WHAT TO DO. For this exercise, transcribe all of the records exactly as given.

BEGIN

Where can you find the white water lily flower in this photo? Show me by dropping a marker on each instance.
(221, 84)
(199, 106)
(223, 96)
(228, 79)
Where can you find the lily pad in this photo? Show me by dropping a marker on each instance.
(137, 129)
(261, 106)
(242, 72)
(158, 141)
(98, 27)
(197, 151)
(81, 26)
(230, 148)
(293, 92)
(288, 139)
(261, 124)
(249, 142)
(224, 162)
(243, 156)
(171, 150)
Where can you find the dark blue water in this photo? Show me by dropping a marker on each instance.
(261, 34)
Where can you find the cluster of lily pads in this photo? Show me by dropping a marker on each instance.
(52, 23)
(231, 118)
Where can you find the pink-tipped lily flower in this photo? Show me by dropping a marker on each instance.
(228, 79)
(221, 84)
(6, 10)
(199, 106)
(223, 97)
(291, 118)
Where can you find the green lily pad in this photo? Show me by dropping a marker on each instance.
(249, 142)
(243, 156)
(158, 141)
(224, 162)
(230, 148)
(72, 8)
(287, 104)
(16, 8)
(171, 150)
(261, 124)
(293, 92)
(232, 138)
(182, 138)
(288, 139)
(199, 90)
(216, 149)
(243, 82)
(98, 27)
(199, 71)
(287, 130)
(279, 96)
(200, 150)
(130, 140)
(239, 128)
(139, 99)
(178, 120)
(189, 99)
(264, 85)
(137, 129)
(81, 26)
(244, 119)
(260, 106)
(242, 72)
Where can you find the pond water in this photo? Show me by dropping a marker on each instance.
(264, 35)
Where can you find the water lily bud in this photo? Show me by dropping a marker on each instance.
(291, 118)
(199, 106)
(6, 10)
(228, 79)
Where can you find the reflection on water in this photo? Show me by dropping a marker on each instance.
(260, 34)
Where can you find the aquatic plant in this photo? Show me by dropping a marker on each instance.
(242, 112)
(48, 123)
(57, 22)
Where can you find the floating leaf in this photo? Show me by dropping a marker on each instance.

END

EXPECTED OUTPUT.
Where can you find the white water lily flower in this photo? Show me by dropping a marker on each instance.
(221, 84)
(199, 106)
(223, 96)
(228, 79)
Where can you find the lily pad in this photo? Show me by dropping a marker on each instance.
(137, 129)
(261, 106)
(242, 72)
(158, 141)
(98, 27)
(197, 151)
(81, 26)
(230, 148)
(293, 92)
(288, 139)
(261, 124)
(249, 142)
(224, 162)
(243, 156)
(171, 150)
Where can you find the dark blue water in this photo? Show me by dropping a marker on each instance.
(261, 34)
Where can you find the cluster of lily pads in this photo? Show me by dropping a marker on each instance.
(52, 23)
(231, 118)
Where can you find the pink-tipped lily flower in this photo? Show me by dropping a marker on each instance.
(228, 79)
(221, 84)
(6, 10)
(199, 106)
(223, 97)
(291, 118)
Where can you find the green lily pad in this photo? Show me by dropping a marker on each instance.
(249, 142)
(243, 156)
(158, 141)
(224, 162)
(230, 148)
(72, 8)
(287, 104)
(16, 8)
(171, 150)
(261, 124)
(293, 92)
(232, 138)
(182, 138)
(288, 139)
(199, 90)
(216, 149)
(243, 82)
(98, 27)
(199, 71)
(287, 130)
(279, 96)
(200, 150)
(130, 140)
(239, 128)
(139, 99)
(178, 120)
(189, 99)
(264, 85)
(137, 129)
(81, 26)
(244, 119)
(260, 106)
(242, 72)
Where can you find the pond water in this photo? Show me by dropping a marker on each instance.
(264, 35)
Where can you find the water lily bud in this photo? Show me by dropping a marker on each instance.
(291, 118)
(199, 106)
(6, 10)
(228, 79)
Where can you find the reflection on water in this photo? Show me by dropping a marker on each instance.
(260, 34)
Where can you find the aquatic plant in this photo? Show me by dropping a marker on each instance.
(242, 112)
(48, 123)
(57, 22)
Where can you find the floating leaf in this photo? Show me by dropping a marker on each instance.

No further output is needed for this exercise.